> Source records:
========================================
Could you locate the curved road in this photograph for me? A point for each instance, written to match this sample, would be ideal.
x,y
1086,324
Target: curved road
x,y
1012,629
========================================
> Required work:
Please give the records again with each "curved road" switched to "winding road", leaving everything else unchanged.

> Response:
Could you locate the winding road in this photograph for me? A point for each instance, written to match this sample, would be ideal.
x,y
1086,324
Target: winding road
x,y
1012,629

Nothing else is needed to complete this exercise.